Tally up every line in the records beneath that has "foliage", and write down only the total.
(DATA TO PROCESS begins)
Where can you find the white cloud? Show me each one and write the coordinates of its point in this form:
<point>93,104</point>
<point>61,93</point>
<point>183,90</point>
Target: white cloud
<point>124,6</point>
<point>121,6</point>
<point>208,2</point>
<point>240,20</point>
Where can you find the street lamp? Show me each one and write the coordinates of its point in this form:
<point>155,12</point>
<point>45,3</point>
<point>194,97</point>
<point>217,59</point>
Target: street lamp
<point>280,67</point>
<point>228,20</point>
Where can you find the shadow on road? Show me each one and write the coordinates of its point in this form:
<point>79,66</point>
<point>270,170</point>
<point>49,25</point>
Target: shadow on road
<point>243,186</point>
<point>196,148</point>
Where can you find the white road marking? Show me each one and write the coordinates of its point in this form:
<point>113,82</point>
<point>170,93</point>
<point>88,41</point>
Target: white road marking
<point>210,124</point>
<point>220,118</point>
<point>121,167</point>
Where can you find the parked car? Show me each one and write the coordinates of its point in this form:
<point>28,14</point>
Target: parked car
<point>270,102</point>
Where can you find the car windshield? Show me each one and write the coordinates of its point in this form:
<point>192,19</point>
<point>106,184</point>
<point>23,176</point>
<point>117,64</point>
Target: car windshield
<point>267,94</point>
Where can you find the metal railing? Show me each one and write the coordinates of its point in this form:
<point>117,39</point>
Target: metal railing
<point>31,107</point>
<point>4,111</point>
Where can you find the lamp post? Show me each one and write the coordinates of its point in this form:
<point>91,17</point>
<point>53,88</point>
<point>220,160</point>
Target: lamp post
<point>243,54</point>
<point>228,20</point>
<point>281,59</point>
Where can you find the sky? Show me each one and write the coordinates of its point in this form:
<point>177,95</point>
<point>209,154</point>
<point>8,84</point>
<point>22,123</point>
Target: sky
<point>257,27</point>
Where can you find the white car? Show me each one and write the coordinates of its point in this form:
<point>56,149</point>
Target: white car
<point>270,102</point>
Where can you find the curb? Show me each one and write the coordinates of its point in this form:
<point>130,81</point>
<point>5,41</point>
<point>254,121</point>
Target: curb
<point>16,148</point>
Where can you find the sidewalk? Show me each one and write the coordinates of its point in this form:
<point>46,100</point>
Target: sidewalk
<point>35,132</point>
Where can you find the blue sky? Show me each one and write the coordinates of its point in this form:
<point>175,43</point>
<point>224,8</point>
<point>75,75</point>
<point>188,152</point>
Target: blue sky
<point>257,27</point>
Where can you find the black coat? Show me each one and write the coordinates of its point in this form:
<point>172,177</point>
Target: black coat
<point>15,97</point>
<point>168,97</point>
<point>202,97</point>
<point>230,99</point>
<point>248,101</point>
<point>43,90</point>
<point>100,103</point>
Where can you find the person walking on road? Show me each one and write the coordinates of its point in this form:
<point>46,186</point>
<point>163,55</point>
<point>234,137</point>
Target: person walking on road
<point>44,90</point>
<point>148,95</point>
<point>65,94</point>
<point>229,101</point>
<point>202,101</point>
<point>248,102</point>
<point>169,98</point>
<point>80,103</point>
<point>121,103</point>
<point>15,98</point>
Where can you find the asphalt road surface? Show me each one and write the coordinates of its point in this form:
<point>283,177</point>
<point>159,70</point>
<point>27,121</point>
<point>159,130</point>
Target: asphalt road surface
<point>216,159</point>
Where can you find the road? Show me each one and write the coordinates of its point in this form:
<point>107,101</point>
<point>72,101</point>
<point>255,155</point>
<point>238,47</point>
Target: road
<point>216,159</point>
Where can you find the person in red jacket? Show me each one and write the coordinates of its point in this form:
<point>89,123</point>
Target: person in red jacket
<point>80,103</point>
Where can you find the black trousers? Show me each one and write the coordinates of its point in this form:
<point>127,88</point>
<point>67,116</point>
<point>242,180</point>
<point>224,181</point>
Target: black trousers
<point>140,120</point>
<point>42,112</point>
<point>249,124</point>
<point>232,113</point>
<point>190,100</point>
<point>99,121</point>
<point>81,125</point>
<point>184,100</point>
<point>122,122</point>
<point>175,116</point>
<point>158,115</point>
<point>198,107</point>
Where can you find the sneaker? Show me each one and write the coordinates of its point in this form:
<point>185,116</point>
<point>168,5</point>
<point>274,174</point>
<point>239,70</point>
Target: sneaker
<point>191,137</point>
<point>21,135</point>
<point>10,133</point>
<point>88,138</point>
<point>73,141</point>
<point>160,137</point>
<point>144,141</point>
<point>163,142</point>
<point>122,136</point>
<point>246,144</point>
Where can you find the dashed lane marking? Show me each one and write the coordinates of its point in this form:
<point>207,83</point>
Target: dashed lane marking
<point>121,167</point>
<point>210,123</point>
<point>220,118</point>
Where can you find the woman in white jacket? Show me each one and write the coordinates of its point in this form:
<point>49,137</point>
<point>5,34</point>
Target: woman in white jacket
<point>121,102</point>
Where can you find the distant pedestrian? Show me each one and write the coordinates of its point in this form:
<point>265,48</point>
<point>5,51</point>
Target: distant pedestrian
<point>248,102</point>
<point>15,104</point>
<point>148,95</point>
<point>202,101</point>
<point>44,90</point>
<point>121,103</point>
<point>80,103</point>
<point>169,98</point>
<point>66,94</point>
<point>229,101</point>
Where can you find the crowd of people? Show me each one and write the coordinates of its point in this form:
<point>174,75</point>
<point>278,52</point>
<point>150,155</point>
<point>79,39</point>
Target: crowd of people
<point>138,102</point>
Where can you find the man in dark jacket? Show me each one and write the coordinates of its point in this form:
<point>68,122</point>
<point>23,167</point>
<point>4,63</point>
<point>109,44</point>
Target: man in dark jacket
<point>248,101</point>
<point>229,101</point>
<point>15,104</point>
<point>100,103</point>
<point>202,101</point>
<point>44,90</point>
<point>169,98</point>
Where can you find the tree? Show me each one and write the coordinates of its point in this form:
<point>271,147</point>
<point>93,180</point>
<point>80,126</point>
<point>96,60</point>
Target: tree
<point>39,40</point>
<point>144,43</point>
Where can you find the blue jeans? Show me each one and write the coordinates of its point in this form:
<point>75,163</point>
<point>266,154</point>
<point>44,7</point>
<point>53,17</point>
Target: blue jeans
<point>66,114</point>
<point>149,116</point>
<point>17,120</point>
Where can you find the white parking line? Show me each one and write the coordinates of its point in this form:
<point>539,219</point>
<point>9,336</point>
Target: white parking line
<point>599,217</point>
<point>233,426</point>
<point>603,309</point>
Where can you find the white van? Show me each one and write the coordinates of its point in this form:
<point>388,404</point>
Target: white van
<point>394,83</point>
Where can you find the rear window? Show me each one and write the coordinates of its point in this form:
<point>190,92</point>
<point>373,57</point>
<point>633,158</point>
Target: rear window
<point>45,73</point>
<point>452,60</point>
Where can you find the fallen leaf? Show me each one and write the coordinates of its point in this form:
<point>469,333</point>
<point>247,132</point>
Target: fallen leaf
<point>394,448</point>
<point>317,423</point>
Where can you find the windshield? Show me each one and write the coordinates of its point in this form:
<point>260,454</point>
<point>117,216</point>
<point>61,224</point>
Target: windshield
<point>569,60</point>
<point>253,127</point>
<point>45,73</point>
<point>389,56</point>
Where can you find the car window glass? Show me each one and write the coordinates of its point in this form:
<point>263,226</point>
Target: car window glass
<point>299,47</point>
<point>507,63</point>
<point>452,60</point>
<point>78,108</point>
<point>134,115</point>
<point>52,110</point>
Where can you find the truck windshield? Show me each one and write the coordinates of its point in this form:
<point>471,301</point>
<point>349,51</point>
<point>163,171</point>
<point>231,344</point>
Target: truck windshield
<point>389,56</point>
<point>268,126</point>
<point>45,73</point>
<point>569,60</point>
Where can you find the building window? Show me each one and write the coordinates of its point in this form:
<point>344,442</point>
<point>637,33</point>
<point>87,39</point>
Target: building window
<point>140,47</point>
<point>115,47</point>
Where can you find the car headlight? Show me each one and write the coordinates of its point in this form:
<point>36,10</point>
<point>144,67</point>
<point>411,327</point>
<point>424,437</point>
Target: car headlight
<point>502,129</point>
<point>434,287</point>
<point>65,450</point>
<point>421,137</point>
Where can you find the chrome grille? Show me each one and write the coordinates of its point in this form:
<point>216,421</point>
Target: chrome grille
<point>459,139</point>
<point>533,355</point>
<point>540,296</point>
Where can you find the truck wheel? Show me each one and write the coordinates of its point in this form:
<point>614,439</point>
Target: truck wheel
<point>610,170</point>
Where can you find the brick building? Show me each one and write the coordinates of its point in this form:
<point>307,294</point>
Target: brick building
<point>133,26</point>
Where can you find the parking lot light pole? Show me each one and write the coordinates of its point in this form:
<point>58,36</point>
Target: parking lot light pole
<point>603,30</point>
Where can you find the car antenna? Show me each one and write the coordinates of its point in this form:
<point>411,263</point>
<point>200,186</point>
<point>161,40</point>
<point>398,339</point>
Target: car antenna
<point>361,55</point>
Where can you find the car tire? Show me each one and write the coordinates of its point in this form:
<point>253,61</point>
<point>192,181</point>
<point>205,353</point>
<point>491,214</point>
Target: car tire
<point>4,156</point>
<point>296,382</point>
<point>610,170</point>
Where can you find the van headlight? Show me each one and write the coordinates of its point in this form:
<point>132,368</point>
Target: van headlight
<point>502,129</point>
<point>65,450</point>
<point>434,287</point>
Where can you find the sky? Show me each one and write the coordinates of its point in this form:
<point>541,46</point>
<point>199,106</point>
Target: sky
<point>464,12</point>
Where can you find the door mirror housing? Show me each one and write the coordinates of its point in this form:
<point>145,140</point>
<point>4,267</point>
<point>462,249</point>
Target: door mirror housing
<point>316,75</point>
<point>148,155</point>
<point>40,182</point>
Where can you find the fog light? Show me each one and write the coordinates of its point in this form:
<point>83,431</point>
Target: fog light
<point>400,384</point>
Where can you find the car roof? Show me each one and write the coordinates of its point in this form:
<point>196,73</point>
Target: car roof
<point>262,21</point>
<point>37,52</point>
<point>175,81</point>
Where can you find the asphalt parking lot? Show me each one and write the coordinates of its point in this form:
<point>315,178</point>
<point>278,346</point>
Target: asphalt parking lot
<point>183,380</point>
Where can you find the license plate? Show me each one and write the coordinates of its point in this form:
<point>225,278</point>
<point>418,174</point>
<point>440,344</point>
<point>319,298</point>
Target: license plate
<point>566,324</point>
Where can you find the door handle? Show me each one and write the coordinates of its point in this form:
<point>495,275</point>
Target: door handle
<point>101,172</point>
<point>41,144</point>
(DATA TO PROCESS ends)
(DATA TO PROCESS begins)
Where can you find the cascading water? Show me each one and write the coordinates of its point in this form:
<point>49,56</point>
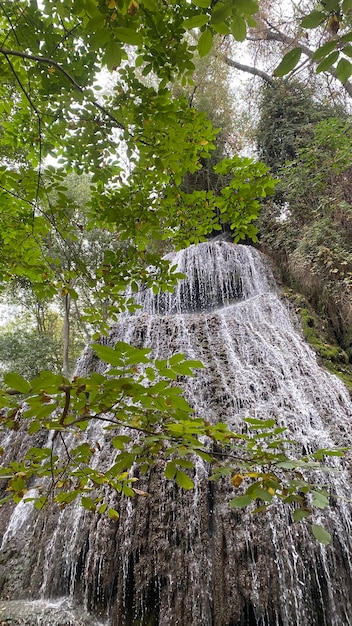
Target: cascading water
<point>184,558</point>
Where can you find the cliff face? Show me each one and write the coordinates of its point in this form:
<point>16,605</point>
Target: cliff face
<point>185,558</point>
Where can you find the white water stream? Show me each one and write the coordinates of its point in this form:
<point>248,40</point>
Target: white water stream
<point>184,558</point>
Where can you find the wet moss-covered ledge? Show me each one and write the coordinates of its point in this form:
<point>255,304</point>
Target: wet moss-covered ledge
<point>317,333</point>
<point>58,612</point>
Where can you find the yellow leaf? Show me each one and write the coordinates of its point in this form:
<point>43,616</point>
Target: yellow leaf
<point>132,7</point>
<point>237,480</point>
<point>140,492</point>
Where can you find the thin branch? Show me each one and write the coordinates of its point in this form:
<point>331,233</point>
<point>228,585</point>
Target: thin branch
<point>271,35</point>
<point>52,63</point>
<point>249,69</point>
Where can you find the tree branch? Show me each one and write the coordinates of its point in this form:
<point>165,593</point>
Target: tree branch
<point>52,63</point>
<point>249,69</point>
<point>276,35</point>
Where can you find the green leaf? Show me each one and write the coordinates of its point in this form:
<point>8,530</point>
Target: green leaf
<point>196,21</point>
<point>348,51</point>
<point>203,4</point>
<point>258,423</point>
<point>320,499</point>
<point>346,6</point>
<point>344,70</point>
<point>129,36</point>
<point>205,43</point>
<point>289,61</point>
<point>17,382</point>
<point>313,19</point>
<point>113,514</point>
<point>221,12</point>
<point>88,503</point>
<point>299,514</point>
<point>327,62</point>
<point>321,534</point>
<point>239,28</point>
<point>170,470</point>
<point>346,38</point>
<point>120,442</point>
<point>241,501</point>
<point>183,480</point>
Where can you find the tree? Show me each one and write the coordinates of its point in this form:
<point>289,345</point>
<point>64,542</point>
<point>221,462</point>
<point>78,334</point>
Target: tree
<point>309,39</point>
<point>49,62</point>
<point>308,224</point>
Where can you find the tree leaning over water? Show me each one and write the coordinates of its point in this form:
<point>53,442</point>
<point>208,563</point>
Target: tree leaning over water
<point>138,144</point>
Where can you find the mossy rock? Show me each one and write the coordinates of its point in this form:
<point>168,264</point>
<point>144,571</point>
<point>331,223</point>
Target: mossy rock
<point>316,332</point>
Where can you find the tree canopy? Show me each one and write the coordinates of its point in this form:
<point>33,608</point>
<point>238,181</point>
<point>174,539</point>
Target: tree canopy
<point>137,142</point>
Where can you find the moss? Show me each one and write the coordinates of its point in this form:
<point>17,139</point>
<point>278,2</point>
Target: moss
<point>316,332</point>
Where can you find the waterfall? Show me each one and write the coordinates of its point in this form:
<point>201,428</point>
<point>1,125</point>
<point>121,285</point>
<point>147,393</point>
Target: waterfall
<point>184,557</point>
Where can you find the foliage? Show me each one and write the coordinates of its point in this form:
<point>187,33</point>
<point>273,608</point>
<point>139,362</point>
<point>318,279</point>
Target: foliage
(DATA TO PROCESS ends)
(DATA TO PROCESS begins)
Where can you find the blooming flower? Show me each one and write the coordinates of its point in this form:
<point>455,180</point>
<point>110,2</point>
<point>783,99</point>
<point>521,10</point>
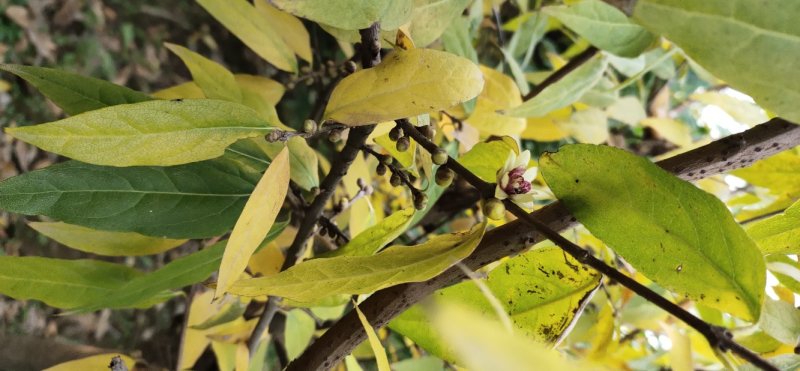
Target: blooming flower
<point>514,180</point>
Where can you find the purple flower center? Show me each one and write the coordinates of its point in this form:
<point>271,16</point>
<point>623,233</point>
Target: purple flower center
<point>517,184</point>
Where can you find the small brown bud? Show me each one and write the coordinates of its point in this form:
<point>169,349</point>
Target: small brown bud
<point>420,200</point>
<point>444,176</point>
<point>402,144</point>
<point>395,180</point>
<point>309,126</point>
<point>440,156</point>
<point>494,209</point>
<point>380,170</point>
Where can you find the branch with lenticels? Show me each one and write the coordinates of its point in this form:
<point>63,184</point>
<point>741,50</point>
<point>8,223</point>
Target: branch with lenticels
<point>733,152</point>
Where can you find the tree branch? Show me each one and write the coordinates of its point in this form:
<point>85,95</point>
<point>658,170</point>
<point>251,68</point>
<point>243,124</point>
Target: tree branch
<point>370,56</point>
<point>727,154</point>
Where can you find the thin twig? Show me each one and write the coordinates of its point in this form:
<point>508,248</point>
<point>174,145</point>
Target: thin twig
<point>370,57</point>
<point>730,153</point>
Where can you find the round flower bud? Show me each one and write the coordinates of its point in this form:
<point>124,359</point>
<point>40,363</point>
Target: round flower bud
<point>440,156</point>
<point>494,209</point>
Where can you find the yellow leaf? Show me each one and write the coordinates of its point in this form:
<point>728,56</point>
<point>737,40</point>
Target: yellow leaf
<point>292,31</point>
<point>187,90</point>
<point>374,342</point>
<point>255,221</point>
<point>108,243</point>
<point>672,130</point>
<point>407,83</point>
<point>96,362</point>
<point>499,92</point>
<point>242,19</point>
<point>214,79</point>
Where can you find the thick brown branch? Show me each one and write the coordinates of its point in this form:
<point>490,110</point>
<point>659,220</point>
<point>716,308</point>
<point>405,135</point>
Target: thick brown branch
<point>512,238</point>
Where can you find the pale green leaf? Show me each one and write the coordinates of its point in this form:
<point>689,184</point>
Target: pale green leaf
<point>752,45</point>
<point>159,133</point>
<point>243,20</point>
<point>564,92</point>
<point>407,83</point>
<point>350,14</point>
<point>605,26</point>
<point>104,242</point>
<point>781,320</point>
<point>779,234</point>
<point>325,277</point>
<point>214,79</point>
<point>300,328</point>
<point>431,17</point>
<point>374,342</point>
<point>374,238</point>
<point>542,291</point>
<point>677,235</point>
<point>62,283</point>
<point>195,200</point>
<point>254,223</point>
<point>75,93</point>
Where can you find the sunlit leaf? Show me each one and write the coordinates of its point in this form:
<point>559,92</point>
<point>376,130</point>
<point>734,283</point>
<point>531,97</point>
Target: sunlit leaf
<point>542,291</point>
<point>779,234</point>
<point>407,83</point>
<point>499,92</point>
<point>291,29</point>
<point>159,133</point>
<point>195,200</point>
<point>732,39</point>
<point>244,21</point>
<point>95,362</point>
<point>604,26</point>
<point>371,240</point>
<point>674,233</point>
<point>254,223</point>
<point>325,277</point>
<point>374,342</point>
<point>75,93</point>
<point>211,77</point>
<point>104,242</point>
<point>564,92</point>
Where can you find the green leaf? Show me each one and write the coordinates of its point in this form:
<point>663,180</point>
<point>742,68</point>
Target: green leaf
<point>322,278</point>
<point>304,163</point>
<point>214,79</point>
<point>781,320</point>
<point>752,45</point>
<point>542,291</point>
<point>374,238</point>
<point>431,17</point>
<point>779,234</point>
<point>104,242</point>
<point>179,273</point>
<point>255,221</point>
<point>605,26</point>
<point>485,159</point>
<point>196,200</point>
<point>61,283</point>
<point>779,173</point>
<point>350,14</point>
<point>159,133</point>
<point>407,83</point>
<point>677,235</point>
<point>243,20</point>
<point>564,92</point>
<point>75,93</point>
(DATA TO PROCESS ends)
# EXERCISE RESULT:
2